27.11.04

Un regal!

Mondovino, de Jonathan Nossiter

Jonathan Nossiter, l’anti-Michael Moore ? A travers l’exemple du vin, le réalisateur nous parle de la mondialisation et de ses (m)effets. Le burlesque des situations, l’impertinence du montage, la force de la mise en scène : a travers ces éléments, Nossiter nous distrait autant qu’il nous informe, et ce qu’il nous montre a de l’importance. Donnant la parole à tous, il nous montre un univers, celui du vin, dont les mécanismes pourrait s’appliquer à beaucoup d’autres, notamment le cinéma. Edifiant !

Tout simplement in-cro-yable!

## Données enregistrées

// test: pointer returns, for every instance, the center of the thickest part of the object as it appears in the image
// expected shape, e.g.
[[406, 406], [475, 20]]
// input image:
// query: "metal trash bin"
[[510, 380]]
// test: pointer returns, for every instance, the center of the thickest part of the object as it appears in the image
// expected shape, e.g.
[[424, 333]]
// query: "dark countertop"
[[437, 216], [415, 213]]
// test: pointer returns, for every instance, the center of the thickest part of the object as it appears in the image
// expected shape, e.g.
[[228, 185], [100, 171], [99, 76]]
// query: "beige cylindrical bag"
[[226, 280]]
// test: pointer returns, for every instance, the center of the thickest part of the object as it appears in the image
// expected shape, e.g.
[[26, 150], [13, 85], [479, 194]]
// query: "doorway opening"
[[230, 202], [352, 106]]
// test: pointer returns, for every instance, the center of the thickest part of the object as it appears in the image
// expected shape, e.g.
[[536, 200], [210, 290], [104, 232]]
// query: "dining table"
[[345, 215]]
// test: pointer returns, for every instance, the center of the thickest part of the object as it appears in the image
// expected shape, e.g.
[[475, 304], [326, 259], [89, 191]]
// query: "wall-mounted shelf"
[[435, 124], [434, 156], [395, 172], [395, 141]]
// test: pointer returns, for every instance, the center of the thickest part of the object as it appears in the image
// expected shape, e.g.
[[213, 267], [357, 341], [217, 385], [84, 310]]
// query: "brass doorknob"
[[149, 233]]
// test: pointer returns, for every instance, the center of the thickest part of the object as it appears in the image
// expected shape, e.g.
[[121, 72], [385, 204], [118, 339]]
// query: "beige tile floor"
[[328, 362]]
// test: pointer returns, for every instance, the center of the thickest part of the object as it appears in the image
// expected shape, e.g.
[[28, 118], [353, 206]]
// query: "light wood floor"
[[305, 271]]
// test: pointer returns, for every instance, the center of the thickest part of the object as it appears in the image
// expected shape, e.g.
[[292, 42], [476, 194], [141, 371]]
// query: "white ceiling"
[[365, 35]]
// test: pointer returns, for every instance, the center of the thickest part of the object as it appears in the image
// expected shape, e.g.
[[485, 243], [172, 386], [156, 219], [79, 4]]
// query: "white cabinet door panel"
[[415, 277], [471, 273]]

## Consignes à suivre
Les affirmations suivantes s’accordent-elles avec la critique de Mondovino ? Pour chacune, répondez par oui ou par non et citez les mots du texte qui tranchent. (a) Le réalisateur se sert de l’exemple du vin pour parler de la mondialisation. (b) Le film ne donne la parole qu’à un seul camp. (c) Selon la critique, le film distrait sans informer.

## Réponse attendue
(a) Oui : « A travers l’exemple du vin, le réalisateur nous parle de la mondialisation et de ses (m)effets. »
(b) Non : « Donnant la parole à tous »
(c) Non : « Nossiter nous distrait autant qu’il nous informe »